__Trecho do documento__:
As crianças que se encontram hoje em abrigos estão institucionalizadas, geralmente, por duas razões: a entrega da criança aos abrigos pelos próprios genitores ou a destituição do poder familiar, caracterizando ao final o abandono. Em ambos os casos o infante não tem qualquer contato com familiares. Em junho de 2012, conforme o Cadastro Nacional de Crianças Acolhidas (CNCA), havia 40.340 crianças e adolescentes acolhidos em instituições de acolhimento, sendo que, destas, 5.281 estavam aptas à adoção no Cadastro Nacional de Adoção3.

Em 2008, o Conselho Nacional de Justiça editou a Resolução n. 54, que implantou o Cadastro Nacional de Adoção (CNA), quem tem, segundo o próprio CNJ, por objetivo facilitar e dar mais agilidade aos processos de adoção por meio do mapeamento de informações unificadas, visto que uniformiza todos os bancos de dados existentes; racionaliza os procedimentos de habilitação; amplia as possibilidades de consulta aos pretendentes brasileiros cadastrados; possibilita o controle adequado pelas respectivas Corregedorias Gerais de Justiça; e orienta o planejamento e a formulação de políticas públicas voltadas para a população de crianças e adolescentes que aguardam pela possibilidade de convivência familiar.

__Exercícios propostos__:
[1] Indique se cada afirmação concorda com o trecho sobre acolhimento e adoção, respondendo sim ou não e citando literalmente as palavras que decidem: (a) em junho de 2012, 5.281 crianças e adolescentes estavam aptos à adoção no Cadastro Nacional de Adoção; (b) o Cadastro Nacional de Adoção foi implantado em 2012; (c) nos dois casos de institucionalização, a criança mantém contato com familiares.
[2] Devolva literalmente a parte do trecho sobre acolhimento e adoção que vai de "As crianças que" até "Nacional de Adoção3.", inclusive.

__Dados de entrada__:
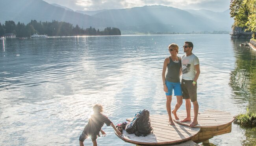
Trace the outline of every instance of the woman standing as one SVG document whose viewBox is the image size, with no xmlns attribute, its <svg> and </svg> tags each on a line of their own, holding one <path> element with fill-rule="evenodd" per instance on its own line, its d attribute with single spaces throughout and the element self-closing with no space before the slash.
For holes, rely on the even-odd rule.
<svg viewBox="0 0 256 146">
<path fill-rule="evenodd" d="M 182 93 L 181 90 L 180 76 L 181 74 L 181 60 L 180 57 L 177 56 L 179 52 L 179 47 L 176 44 L 171 44 L 168 46 L 168 50 L 171 55 L 165 59 L 162 72 L 162 79 L 163 85 L 163 91 L 166 95 L 166 109 L 169 116 L 169 124 L 174 125 L 171 113 L 171 103 L 172 101 L 173 89 L 174 95 L 177 98 L 177 103 L 174 109 L 172 111 L 176 120 L 178 120 L 176 113 L 182 104 Z M 167 74 L 165 75 L 166 68 Z"/>
</svg>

__Respostas em ordem__:
[1]
(a) Sim: "destas, 5.281 estavam aptas à adoção no Cadastro Nacional de Adoção".
(b) Não: "Em 2008, o Conselho Nacional de Justiça editou a Resolução n. 54, que implantou o Cadastro Nacional de Adoção (CNA)".
(c) Não: "Em ambos os casos o infante não tem qualquer contato com familiares."

[2]
As crianças que se encontram hoje em abrigos estão institucionalizadas, geralmente, por duas razões: a entrega da criança aos abrigos pelos próprios genitores ou a destituição do poder familiar, caracterizando ao final o abandono. Em ambos os casos o infante não tem qualquer contato com familiares. Em junho de 2012, conforme o Cadastro Nacional de Crianças Acolhidas (CNCA), havia 40.340 crianças e adolescentes acolhidos em instituições de acolhimento, sendo que, destas, 5.281 estavam aptas à adoção no Cadastro Nacional de Adoção3.